_Problem to work on_
Pick out each line with the word "bird" from the material that follows.

_Task data_
▼

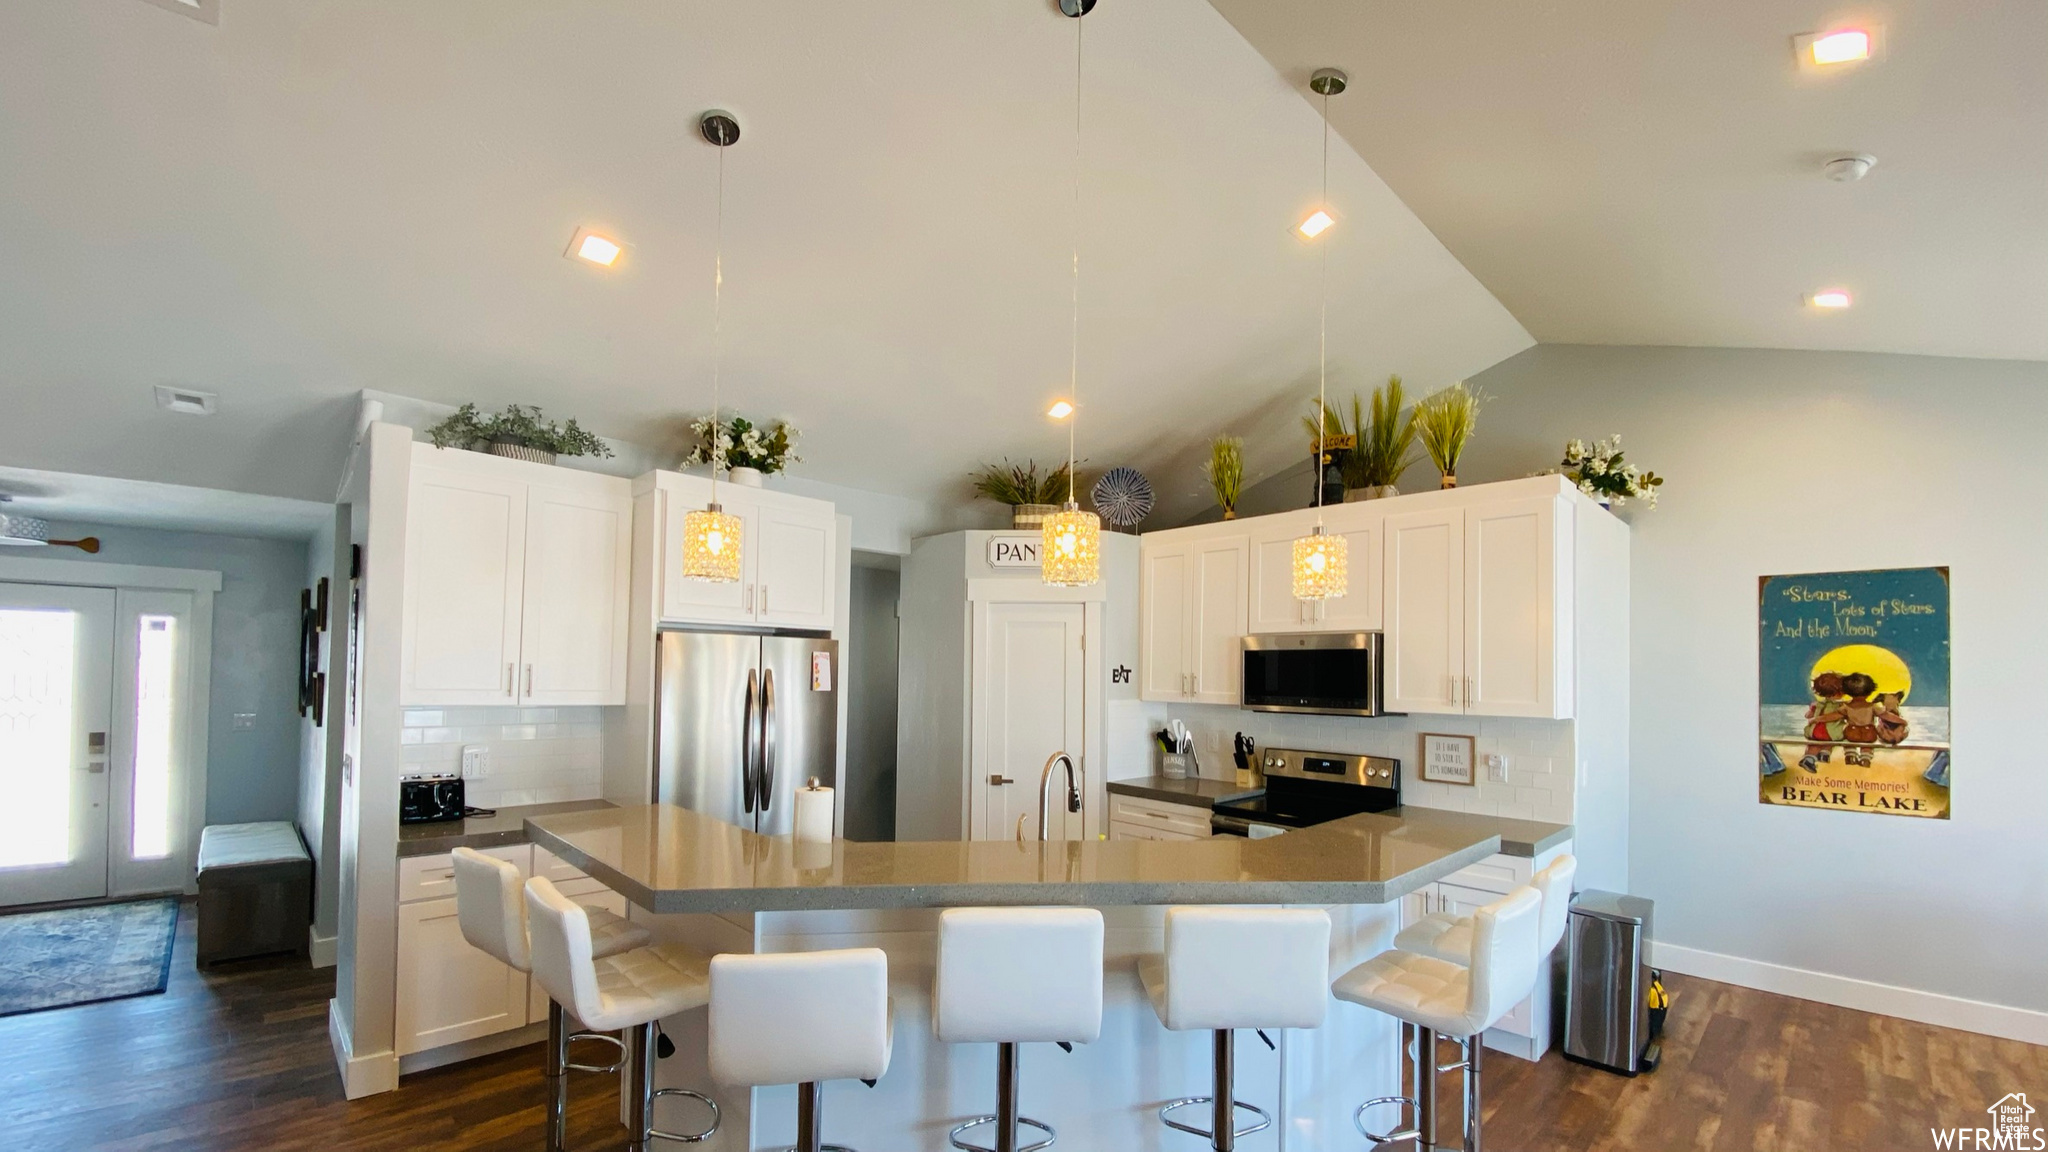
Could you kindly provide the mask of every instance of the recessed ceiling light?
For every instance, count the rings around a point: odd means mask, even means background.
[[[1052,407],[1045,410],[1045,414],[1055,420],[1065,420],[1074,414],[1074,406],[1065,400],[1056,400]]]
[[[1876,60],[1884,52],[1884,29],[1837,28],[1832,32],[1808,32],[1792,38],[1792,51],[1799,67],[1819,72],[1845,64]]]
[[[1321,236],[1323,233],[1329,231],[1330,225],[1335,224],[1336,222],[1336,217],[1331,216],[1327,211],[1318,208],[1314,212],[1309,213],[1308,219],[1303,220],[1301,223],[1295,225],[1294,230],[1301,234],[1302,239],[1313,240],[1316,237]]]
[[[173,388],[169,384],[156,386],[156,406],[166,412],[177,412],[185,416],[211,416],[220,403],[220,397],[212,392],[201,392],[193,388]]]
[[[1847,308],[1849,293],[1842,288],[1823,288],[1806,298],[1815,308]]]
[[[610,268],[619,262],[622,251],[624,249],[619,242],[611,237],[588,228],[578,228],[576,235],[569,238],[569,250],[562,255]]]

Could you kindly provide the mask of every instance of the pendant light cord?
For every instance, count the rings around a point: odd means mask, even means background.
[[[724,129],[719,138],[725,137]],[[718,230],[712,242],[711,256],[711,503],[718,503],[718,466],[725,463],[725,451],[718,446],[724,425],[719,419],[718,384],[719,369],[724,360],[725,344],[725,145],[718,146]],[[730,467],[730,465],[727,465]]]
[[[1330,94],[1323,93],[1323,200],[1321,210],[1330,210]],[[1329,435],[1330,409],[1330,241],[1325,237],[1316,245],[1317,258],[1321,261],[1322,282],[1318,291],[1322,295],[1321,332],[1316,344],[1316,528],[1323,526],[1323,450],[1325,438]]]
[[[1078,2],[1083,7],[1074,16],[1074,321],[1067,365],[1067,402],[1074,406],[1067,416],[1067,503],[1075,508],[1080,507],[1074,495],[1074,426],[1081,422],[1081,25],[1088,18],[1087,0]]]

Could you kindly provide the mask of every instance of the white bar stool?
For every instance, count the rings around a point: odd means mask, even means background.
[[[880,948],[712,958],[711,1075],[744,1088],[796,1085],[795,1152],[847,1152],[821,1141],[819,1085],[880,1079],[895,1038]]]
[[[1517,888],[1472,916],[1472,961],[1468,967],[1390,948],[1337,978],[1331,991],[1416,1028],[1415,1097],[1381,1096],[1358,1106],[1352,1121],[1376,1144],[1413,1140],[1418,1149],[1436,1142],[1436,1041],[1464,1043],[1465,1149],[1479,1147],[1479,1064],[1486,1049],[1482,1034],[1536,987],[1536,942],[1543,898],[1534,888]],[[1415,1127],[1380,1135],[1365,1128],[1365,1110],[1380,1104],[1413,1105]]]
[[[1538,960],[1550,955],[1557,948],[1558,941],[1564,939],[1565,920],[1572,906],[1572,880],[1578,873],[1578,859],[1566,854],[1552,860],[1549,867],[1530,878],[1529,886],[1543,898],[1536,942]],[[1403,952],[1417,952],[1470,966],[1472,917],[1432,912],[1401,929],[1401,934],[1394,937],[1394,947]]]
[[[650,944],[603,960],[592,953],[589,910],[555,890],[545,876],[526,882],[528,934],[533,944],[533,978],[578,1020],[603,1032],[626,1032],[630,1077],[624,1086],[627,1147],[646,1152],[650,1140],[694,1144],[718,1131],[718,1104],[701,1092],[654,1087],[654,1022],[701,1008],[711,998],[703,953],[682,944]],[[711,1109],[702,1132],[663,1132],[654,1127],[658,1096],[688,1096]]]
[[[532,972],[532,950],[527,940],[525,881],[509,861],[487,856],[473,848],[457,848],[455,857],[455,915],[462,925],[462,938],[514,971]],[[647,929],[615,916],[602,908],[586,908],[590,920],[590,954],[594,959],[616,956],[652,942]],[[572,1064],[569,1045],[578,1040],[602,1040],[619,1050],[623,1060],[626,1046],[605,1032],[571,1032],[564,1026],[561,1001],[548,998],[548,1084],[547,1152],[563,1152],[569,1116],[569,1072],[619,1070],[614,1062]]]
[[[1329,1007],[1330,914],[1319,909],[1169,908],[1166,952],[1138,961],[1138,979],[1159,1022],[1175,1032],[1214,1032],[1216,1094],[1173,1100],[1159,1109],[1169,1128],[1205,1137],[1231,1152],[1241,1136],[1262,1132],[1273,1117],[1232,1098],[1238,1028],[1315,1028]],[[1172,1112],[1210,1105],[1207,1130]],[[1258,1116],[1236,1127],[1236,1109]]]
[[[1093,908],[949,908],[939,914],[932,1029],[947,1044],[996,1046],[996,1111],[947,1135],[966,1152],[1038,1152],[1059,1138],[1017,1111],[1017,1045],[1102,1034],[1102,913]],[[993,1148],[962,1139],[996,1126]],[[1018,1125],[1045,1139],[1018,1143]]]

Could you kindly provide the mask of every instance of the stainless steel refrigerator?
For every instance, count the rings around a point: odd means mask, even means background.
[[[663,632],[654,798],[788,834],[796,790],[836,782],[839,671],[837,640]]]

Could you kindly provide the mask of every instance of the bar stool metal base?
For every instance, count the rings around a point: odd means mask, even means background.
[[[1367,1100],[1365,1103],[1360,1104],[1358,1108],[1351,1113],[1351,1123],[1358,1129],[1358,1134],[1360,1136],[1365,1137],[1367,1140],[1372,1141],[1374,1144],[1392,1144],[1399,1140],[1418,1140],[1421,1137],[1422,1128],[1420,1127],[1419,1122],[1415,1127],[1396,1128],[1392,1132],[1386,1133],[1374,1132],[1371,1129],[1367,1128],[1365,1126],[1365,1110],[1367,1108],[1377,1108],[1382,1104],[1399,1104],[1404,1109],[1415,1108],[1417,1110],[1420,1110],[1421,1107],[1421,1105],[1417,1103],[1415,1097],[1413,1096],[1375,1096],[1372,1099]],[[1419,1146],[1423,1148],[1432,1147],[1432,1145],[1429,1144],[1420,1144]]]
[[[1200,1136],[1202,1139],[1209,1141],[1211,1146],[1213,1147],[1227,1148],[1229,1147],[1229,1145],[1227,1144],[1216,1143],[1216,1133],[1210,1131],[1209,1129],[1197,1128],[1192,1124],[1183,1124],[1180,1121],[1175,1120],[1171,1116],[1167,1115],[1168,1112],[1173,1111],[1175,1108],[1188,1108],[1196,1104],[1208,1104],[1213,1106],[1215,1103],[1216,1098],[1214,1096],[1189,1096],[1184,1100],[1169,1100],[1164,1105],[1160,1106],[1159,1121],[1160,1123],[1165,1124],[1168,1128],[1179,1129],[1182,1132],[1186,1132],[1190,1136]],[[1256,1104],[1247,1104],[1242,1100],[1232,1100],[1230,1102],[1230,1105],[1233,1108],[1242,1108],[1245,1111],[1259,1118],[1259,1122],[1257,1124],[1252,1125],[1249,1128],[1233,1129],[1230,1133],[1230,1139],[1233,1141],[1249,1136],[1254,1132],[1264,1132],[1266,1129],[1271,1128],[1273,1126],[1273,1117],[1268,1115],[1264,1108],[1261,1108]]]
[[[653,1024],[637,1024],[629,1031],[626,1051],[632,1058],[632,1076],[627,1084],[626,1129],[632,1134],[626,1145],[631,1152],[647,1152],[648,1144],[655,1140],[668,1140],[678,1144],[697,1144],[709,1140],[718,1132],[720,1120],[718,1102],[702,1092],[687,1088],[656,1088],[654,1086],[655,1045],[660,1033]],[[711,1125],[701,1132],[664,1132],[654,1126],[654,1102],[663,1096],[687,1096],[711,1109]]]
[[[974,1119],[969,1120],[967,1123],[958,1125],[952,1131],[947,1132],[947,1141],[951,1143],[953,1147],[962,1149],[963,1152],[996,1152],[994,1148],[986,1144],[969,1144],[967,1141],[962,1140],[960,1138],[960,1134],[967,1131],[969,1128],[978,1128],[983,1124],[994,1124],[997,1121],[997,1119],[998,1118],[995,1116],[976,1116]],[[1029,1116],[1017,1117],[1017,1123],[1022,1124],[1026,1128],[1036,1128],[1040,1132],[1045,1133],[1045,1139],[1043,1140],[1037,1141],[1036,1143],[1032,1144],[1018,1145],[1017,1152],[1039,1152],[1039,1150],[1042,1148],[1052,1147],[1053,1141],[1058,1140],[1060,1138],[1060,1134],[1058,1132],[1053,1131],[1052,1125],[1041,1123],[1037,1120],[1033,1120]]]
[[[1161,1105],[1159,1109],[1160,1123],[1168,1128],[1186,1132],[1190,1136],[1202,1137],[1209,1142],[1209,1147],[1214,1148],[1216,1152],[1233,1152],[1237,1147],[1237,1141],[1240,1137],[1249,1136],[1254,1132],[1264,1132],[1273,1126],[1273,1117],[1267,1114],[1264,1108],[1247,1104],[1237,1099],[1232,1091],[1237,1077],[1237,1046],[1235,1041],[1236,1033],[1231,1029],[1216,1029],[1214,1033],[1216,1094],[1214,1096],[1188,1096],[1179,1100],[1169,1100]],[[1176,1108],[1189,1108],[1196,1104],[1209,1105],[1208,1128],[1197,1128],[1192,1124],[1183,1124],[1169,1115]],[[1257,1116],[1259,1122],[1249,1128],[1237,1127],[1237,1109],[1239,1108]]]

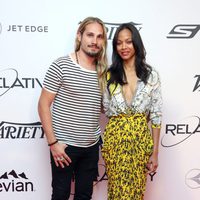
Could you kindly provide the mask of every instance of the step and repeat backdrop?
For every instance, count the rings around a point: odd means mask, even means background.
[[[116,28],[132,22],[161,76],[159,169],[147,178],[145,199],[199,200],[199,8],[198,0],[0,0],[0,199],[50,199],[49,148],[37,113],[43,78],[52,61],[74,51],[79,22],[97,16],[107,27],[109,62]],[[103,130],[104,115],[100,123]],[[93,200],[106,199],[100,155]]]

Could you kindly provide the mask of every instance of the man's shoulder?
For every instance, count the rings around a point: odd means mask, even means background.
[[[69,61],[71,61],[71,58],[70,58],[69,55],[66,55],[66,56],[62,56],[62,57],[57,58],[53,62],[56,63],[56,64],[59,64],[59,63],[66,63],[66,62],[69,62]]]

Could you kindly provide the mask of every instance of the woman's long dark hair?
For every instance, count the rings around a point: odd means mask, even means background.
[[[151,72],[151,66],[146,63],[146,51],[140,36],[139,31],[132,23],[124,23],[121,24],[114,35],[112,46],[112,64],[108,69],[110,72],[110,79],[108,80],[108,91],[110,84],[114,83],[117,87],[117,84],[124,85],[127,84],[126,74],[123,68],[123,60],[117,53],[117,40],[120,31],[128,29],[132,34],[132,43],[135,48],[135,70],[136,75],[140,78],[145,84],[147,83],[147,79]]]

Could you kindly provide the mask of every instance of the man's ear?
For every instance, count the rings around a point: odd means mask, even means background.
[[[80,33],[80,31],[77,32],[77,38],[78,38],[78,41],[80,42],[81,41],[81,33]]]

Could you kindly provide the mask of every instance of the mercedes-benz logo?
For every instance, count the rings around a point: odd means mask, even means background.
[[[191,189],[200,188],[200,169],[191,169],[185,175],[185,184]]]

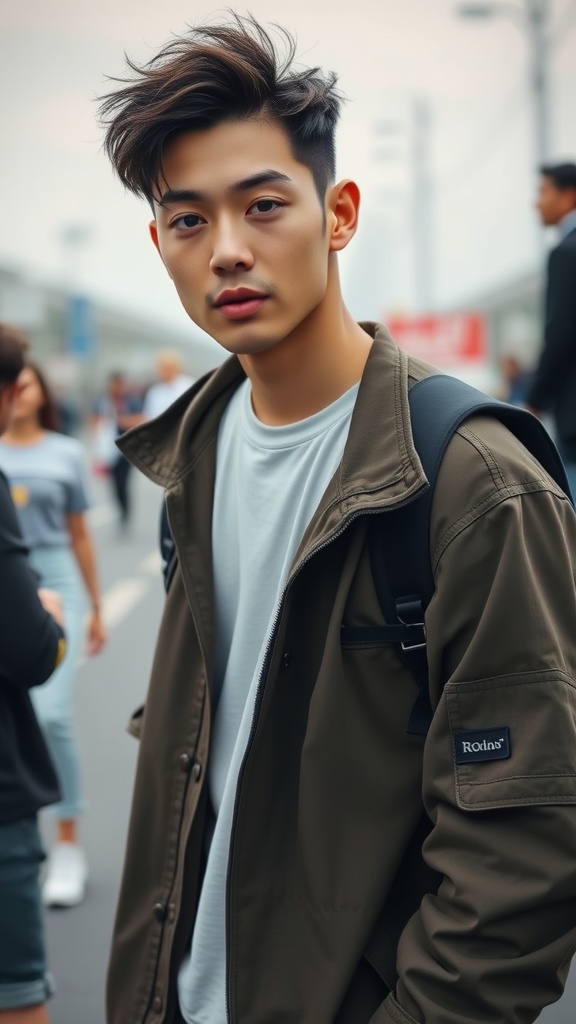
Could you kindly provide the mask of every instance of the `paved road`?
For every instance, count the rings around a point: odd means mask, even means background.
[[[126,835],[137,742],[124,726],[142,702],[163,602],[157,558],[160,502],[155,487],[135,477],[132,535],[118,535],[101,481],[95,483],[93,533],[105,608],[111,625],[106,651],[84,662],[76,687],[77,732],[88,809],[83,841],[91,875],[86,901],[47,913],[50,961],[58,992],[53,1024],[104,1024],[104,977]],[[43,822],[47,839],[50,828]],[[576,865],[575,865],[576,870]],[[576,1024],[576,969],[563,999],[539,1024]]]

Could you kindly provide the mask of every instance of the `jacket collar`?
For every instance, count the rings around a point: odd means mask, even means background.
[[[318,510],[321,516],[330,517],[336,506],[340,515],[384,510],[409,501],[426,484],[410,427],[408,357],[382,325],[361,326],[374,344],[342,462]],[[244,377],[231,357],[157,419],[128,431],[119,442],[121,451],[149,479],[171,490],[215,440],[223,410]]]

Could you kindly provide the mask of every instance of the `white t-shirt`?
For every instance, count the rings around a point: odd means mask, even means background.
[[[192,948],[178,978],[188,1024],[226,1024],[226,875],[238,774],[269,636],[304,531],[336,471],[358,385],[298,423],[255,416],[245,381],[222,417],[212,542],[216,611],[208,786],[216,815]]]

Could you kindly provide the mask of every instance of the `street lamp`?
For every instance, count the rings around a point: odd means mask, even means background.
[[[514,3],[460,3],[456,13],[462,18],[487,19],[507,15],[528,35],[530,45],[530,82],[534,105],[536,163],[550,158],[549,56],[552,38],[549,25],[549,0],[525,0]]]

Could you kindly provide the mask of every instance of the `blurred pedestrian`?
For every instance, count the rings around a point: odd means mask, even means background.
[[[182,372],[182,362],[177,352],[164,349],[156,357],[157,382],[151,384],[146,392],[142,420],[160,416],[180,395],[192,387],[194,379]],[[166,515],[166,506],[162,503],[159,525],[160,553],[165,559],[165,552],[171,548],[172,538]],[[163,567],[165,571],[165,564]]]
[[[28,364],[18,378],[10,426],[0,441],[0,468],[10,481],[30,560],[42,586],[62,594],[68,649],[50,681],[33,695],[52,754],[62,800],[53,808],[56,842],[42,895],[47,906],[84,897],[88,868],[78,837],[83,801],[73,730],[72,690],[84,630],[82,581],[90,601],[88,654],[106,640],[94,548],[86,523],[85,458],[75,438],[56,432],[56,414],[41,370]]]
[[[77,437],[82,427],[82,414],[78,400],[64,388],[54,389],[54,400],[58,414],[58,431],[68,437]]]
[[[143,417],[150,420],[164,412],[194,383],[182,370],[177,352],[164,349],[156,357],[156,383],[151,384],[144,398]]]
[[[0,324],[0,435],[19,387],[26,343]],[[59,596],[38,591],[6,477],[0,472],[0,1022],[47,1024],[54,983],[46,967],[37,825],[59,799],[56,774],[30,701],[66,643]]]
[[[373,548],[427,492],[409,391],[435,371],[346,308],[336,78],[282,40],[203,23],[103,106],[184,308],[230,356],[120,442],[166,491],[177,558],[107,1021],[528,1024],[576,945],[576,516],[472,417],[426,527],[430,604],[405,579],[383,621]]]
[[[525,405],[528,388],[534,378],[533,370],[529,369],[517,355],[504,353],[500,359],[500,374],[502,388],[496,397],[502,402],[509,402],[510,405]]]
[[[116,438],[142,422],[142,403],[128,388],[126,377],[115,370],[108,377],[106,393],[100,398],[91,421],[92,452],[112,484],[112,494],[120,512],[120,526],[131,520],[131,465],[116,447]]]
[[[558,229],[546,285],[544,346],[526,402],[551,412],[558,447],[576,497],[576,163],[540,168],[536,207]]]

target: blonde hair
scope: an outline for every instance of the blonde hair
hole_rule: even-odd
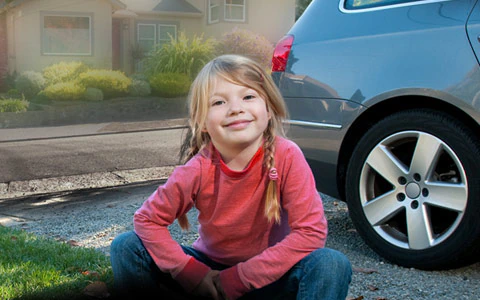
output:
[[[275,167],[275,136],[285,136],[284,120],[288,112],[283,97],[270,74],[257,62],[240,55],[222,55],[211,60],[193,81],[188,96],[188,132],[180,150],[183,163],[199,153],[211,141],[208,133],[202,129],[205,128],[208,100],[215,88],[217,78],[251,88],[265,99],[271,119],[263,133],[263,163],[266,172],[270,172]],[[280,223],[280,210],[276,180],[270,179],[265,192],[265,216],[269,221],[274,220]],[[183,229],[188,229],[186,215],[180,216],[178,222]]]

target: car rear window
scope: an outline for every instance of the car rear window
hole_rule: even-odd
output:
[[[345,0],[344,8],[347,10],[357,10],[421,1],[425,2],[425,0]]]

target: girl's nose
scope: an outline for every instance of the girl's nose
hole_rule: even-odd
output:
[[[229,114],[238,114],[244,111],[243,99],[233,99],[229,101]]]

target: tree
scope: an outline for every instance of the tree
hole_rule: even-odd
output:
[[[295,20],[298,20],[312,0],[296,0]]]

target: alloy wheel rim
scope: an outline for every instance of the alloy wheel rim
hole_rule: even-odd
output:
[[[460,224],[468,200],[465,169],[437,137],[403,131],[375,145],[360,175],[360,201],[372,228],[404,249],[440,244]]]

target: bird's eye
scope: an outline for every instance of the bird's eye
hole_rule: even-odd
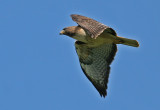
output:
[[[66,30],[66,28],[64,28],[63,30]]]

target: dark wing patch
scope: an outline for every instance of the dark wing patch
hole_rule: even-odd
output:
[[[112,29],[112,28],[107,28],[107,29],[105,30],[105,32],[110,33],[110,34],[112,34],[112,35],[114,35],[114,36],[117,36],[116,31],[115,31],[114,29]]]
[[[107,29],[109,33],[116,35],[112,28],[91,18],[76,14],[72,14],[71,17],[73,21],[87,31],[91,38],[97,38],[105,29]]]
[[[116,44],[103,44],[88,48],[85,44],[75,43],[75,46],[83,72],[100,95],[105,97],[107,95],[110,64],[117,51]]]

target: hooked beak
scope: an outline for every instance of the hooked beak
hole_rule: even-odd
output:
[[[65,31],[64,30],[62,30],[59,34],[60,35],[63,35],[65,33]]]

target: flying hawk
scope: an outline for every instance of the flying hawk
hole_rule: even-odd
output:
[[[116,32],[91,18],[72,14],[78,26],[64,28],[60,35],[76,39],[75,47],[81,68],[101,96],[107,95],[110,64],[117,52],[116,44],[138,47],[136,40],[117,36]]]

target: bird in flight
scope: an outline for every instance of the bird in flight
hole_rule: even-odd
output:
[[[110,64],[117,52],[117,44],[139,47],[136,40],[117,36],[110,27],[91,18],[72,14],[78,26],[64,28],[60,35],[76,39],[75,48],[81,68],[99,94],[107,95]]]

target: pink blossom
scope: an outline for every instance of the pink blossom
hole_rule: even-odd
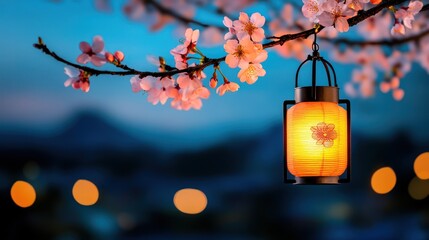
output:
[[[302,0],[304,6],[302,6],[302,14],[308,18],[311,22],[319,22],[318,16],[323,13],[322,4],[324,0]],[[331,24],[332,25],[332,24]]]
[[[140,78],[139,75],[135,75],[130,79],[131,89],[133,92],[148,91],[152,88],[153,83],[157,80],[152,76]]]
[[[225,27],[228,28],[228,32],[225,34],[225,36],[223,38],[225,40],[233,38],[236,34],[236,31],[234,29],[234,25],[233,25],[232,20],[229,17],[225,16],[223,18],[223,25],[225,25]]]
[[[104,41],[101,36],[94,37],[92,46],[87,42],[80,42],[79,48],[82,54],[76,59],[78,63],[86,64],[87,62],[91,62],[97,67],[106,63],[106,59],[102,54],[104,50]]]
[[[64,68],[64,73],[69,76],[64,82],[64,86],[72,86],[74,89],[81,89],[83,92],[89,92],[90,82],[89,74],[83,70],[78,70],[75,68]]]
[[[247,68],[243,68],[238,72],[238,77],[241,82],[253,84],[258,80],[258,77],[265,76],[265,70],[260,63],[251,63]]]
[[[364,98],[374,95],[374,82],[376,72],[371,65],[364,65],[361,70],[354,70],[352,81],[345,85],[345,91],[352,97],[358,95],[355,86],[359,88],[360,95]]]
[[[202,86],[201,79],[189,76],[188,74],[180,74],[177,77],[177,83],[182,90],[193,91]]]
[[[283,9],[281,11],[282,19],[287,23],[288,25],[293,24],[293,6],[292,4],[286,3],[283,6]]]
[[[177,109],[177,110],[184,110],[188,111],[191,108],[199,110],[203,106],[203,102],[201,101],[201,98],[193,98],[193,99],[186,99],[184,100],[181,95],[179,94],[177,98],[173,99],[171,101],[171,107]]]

▲

_Task answer_
target: bird's eye
scope: an outline for every instance of the bird's eye
target: bird in flight
scope: an outline for every instance of the bird in flight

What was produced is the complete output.